ASSIGNMENT 1 =>
From the passage on feeding children and adolescents, list the health problems named in its opening sentence as more common now than ever before.
ASSIGNMENT 2 =>
Transcribe the stretch from "Kids and adolescents" through "children and adolescents." in the passage on feeding children and adolescents, leaving the wording unchanged.
ASSIGNMENT 3 =>
Answer these questions from the passage on feeding children and adolescents:
(a) What share of children and adolescents does it give as obese?
(b) How often are the dietary guidelines updated and released?
(c) How much physical activity do the Dietary Guidelines for Americans call necessary each day for these age groups?

SELECTED TEXT =>

Eating disorders, obesity, malnourishment, and food intolerances are more common now than ever before. Premade food without nutritional value is definitely the biggest factor to blame. Supermarket shortcuts are packed with carbohydrates and sugars, and products that claim to be fat free are incredibly high in calories. With 21% of children and adolescents being obese, it is critical to look at what they should be eating.
Kids and adolescents are at the front line of the problems resulting from food. The young generation learns healthy habits from their parents, making it important to teach them the tools they need to keep a nutritious diet after they grow up.
School cafeterias focus more on the foods being cheap and filling, rather than on the nutritional value. So, what should children and adolescents eat? Every 5 years the dietary guidelines by the U.S. Department of Agriculture and U.S. Department of Health and Human Services (USDA) are updated and released. These are nutrition suggestions determined for each age group. Here is a breakdown of the best practices on feeding children and adolescents.
Children and adolescents include a big range of years, where children grow, and their needs change. It is important to remember that just like with adults, modifications to the diet need to be made depending on current weight, physical activity, and individual conditions.
The healthy dietary patterns for children and adolescents are the same as in the guidelines described for adults, meaning that the proportions of each food group are maintained throughout life. As the children grow up, they require higher calorie intake than before – this is crucial to keep in mind. Another important factor is that these calorie counts will change depending on physical activity. In general, the correct proportions of food intake are:
1. Less than 10 percent of the total calories should come from sugar
2. Less than 10 percent of the total daily calories should be from saturated fats
3. Less than 2300 milligrams of sodium per day
4. The remaining calories need to come from nutrient pack foods like fruits, vegetables, protein, grains, dairy, and unsaturated fats
The Dietary Guidelines for Americans emphasize that at least one hour of physical activity is necessary every day, for these age groups; exercise is crucial for developing basic coordination, bone strength, and muscle fitness.

THE DATA =>
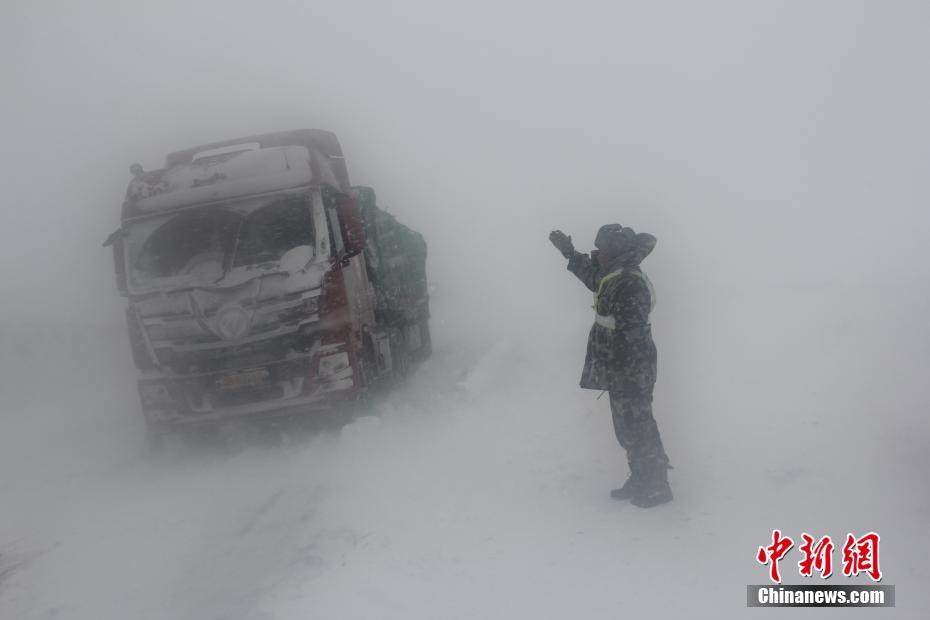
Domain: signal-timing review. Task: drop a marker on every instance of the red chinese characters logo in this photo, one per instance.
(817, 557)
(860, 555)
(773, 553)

--

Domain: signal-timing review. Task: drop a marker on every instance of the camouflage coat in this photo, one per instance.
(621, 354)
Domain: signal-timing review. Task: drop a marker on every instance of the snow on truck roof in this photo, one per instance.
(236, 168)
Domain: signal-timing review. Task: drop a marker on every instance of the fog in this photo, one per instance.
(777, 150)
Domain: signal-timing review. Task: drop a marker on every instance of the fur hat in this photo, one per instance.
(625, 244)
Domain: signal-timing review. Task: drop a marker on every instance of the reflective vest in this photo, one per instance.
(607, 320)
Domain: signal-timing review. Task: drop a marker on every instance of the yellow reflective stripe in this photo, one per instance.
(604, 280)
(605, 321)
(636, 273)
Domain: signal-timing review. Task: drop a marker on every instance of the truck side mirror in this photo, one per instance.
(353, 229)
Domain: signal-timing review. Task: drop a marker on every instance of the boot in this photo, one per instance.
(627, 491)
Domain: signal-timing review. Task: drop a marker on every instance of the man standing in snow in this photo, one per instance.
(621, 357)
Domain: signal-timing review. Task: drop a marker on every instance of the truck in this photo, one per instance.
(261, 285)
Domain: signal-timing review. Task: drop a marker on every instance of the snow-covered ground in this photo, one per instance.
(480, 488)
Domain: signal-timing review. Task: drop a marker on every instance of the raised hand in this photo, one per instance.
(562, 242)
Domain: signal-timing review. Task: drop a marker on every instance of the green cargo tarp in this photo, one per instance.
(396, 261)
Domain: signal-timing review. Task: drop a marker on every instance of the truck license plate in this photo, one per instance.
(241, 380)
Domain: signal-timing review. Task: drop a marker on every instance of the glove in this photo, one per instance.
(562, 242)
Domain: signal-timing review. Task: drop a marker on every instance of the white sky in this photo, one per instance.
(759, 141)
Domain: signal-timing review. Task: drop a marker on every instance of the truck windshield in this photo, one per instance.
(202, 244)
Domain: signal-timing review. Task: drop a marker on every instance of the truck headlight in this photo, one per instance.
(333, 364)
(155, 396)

* * *

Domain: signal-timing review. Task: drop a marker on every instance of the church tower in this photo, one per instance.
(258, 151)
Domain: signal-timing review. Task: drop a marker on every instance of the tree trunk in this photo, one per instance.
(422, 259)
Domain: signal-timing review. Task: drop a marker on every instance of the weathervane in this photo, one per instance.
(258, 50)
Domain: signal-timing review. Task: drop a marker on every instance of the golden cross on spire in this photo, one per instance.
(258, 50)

TASK OUTPUT 1 =>
Eating disorders
Obesity
Malnourishment
Food intolerances

TASK OUTPUT 2 =>
Kids and adolescents are at the front line of the problems resulting from food. The young generation learns healthy habits from their parents, making it important to teach them the tools they need to keep a nutritious diet after they grow up.
School cafeterias focus more on the foods being cheap and filling, rather than on the nutritional value. So, what should children and adolescents eat? Every 5 years the dietary guidelines by the U.S. Department of Agriculture and U.S. Department of Health and Human Services (USDA) are updated and released. These are nutrition suggestions determined for each age group. Here is a breakdown of the best practices on feeding children and adolescents.

TASK OUTPUT 3 =>
(a) 21%
(b) Every 5 years
(c) At least one hour